#### FRAGMENTO SELECCIONADO
________________

La frase es parte de una cita más larga que publiqué, junto a otras, hace poco más de dos años en este mismo blog en un post titulado ‘11 citas de Richard Avedon sobre el retrato‘. Su autor es, obviamente, Richard Avedon, uno de los más grandes fotógrafos del siglo XX y uno de los mejores retratistas que ha habido jamás.
Avedon fotografió tanto a personas anónimas (su libro ‘In the American West‘ es una auténtica maravilla) como a personalidades del cine, la música, la política o el deporte. En ambos campos, en el de las personas anónimas y en el de las personalidades de diferentes ámbitos, Avedon consiguió destacar como un consumado maestro. Suyos son algunos de los retratos más famosos de la historia de la fotografía.
Entre los miles de retratos firmados por el fotógrafo estadounidense hay dos que destacan sobremanera. Uno es el que le hizo a una pareja mundialmente conocida, Eduardo VIII y Wallis Simpson, duques de Windsor, y en otro el protagonismo recae sobre una sola persona, el apicultor californiano Ron Fischer. En ambos casos, Avedon mostró su maestría, su saber hacer… e incluso, un punto de crueldad que a la postre resultaría determinante.
En el caso de los duques de Windsor, la sesión de fotos tuvo lugar en 1957, en la ciudad de Nueva York. Los Windsor sabían muy bien lo que era posar ante una cámara, estaban acostumbrados a ello ya que, aunque la abdicación de Edward en 1936 les había apartado de la vida pública ‘oficial’ de la familia real británica, ambos eran personajes públicos permanentemente expuestos a los focos.
Sin embargo, Avedon no quería hacer ‘otra foto más’ de la pareja, es decir, no quería una pose estudiada, controlada y, a la postre, aburrida. Por eso no tuvo reparo en recurrir a una pequeña triquiñuela para mostrar una cara de los Windsor que hasta entonces había permanecido oculta al objetivo de las cámaras.
Avedon sabía por su compañera de profesión (y también gran retratista) Diane Arbus, que los duques sentían una debilidad especial por los perros. De hecho, era ‘vox populi’ que la duquesa dejaba que sus perros durmiesen en la cama con ella y que incluso los alimentaba con galletas especialmente horneadas para ellos por su chef.
Avedon llegó puntual a la cita para fotografiar a la pareja, los colocó justo en el lugar donde quería y fingió hacer un comentario casual: les contó cómo, minutos antes, el taxi en el que viajaba atropelló un perro en la calle y lo mató. La historia horrorizó a los duques y ese fue el momento en el que Richard Avedon apretó el obturador. La imagen que captó la cámara es ya parte de la historia.

________________

#### DATOS PROPORCIONADOS
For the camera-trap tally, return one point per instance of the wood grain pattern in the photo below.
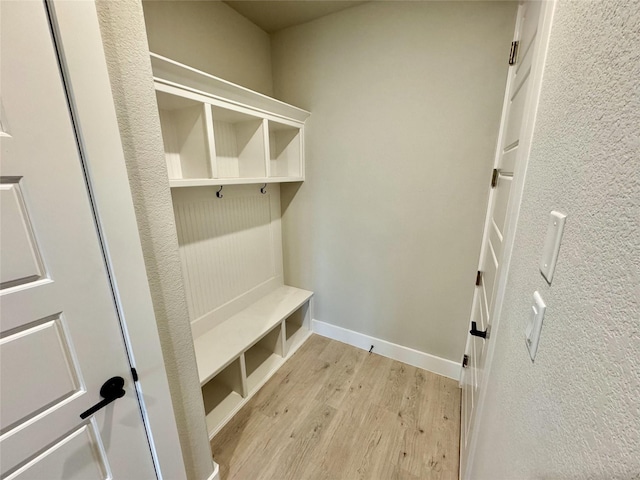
(336, 412)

________________

#### QUÉ HAY QUE HACER
A) Responde a estas preguntas con lo que dice el texto sobre Richard Avedon:
(i) ¿En qué año y en qué ciudad se hizo la sesión de fotos con los duques de Windsor?
(ii) ¿A qué se dedicaba Ron Fischer?
(iii) ¿Quién le contó a Avedon que los duques sentían una debilidad especial por los perros?
B) Indica si cada afirmación concuerda con el texto sobre Richard Avedon y cita las palabras del texto que lo deciden:
(i) Avedon llegó tarde a la cita con los duques de Windsor.
(ii) Eduardo VIII abdicó en 1936.
(iii) Avedon solo fotografió a personalidades famosas.
C) Retoma el texto sobre Richard Avedon a partir de su última frase y continúalo.

#### RESPUESTAS ESPERADAS
A)
(i) En 1957, en Nueva York.
(ii) Era apicultor en California.
(iii) Diane Arbus, fotógrafa y también gran retratista.

B)
(i) No: «Avedon llegó puntual a la cita para fotografiar a la pareja».
(ii) Sí: «la abdicación de Edward en 1936».
(iii) No: «Avedon fotografió tanto a personas anónimas».

C)
La fotografía no pasó desapercibida, ni mucho menos. Incluso creó cierta polémica en Inglaterra. Muchos se quejaron porque consideraban que el retrato era poco favorecedor, incluso insultante, con la imagen de la pareja. Hubo quien dijo, incluso, que Wallis Simpson parecía un sapo. Pero Avedon defendió su trabajo a capa y espada, justificada la imagen, y la pequeña crueldad que utilizó para obtenerla, alegando que su objetivo era capturar cómo eran realmente los duques, y no cómo se mostraban habitualmente al público. Quería evitar la máscara del personaje público y mostrar el rostro de las personas.
Este retrato fue solo otra de las polémicas que parecía perseguir continuamente a la pareja. Durante la Segunda Guerra Mundial fueron acusados de simpatizar con la Alemania nazi y con el fascismo en general, algo a lo que contribuyeron algunos de sus comentarios y las amistades que frecuentaban. Avedon llegó a decir, después de conocerlos, que el duque y la duquesa amaban más a los perros que a los judíos.
El retrato del apicultor es posterior al de los Windsor. Se hizo en 1981, en California. Ron Fischer, un apicultor, respondió a un anuncio que leyó en un diario de tirada nacional en el que se buscaba “un hombre o una mujer dispuestos a ser fotografiados con abejas por todo su cuerpo por un fotógrafo de fama mundial“.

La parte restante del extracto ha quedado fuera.